(Dataset entries)
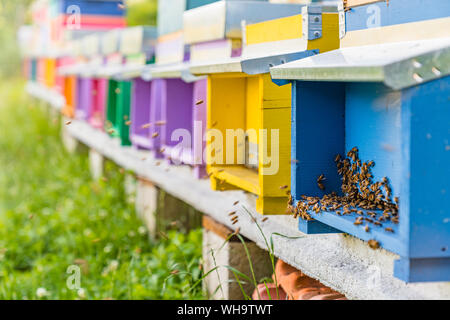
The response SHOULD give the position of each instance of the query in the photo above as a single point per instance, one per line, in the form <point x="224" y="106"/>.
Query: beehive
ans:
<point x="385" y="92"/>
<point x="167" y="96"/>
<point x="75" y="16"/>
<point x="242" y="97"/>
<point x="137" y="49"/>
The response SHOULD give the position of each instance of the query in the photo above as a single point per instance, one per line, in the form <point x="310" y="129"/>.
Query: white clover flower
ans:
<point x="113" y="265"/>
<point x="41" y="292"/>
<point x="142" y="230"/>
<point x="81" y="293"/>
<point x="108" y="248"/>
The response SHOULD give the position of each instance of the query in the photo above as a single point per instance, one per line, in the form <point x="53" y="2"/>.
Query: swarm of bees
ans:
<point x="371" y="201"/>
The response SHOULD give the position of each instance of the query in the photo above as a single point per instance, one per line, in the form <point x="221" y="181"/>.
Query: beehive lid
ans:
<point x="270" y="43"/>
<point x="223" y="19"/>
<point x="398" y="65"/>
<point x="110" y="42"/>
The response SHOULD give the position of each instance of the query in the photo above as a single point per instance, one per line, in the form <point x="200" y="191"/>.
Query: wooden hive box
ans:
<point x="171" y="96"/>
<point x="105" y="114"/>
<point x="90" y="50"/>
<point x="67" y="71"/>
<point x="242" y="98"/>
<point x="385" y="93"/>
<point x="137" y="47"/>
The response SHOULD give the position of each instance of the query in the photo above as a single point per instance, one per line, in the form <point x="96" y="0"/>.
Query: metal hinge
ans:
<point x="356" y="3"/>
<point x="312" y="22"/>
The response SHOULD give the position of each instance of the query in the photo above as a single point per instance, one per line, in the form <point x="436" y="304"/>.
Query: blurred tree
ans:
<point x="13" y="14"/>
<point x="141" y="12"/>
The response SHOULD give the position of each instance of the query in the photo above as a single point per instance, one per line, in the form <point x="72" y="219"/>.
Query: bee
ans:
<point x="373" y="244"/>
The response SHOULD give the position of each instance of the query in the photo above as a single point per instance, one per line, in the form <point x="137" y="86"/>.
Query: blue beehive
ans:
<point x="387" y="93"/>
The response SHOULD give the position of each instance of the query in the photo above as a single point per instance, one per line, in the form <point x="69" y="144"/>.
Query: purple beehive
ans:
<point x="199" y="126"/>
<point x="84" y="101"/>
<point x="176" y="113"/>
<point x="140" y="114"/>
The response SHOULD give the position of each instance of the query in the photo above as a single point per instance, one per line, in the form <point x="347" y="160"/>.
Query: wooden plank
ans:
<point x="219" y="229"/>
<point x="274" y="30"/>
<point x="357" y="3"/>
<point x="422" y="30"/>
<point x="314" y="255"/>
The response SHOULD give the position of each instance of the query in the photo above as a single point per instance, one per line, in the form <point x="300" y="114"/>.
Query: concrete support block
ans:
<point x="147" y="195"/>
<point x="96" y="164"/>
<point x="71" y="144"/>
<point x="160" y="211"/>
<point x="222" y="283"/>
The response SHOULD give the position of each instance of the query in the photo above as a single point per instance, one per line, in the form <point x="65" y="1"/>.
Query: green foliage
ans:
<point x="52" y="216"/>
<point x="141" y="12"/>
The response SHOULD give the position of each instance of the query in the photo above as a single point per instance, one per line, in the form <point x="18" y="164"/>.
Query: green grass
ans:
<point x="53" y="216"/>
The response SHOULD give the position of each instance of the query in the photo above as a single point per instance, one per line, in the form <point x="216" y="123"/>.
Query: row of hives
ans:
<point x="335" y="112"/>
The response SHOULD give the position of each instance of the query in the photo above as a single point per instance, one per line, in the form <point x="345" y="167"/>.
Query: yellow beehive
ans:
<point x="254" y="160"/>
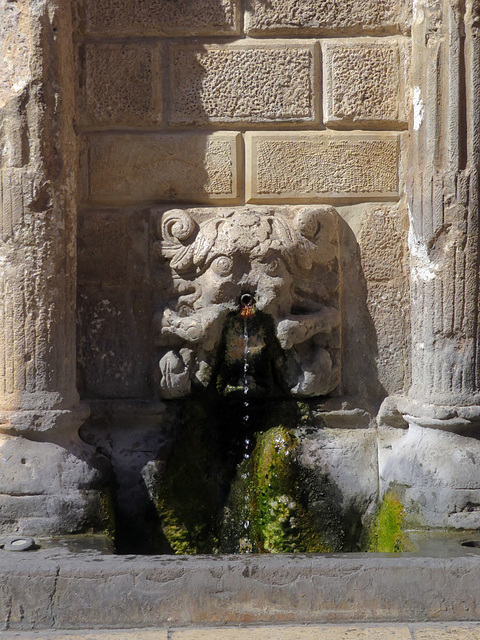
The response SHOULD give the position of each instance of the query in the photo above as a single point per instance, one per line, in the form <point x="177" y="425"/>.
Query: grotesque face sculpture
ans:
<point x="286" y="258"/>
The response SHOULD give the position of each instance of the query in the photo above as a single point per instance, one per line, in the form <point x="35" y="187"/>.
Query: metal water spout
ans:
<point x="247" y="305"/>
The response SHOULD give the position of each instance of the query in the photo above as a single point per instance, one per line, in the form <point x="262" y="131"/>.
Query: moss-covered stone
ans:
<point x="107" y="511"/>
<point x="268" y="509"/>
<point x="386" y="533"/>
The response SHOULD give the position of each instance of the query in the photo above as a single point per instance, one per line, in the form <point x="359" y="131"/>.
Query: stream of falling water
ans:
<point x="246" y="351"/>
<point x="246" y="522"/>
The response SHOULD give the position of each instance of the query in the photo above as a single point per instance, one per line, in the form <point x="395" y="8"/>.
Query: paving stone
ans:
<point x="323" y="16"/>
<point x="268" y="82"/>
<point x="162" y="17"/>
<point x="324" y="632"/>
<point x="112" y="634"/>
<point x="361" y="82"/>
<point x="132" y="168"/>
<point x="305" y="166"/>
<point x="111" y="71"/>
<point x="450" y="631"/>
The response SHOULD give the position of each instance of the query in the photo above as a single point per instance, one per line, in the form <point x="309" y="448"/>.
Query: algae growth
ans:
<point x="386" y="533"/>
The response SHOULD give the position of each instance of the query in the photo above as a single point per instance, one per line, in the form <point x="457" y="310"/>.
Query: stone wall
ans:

==

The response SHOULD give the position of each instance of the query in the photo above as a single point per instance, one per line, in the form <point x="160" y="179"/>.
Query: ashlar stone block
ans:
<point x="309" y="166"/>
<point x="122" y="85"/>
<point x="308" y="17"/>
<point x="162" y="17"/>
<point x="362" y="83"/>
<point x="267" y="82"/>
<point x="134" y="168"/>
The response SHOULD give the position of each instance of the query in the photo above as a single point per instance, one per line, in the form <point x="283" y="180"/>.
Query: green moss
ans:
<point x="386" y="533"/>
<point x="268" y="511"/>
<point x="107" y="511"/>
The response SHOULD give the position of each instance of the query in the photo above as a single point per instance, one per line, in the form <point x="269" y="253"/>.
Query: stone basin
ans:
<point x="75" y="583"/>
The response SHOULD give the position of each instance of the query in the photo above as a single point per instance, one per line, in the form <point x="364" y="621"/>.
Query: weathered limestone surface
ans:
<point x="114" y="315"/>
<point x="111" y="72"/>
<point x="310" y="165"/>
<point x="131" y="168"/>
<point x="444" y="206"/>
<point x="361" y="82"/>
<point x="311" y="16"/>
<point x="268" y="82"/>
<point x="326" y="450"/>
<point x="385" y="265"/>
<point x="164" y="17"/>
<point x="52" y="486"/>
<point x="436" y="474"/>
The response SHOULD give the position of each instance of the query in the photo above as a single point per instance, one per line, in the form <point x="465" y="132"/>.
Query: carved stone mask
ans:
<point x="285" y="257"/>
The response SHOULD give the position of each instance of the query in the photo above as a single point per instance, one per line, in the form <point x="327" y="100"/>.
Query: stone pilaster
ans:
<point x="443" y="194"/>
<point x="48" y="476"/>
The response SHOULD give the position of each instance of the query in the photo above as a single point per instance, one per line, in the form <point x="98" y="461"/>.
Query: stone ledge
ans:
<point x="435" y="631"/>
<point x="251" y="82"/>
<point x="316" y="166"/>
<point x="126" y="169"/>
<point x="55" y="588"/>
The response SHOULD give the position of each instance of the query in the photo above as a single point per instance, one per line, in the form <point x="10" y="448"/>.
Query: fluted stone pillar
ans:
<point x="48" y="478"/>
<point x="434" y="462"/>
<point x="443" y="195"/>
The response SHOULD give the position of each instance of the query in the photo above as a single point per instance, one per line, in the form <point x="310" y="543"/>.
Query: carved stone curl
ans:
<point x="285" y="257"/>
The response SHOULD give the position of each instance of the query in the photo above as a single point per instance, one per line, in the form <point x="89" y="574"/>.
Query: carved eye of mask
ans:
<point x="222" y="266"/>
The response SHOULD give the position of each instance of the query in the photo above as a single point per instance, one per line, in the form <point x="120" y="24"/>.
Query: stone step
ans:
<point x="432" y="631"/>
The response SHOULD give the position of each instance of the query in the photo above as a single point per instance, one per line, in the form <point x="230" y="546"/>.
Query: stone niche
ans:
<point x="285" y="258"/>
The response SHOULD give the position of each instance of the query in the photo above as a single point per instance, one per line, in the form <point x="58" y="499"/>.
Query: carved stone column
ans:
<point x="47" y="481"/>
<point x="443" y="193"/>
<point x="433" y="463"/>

[Aim of the exercise]
Tally the lines of the material above that contain the string "beehive". Reply with the number alone.

[Answer to this task]
5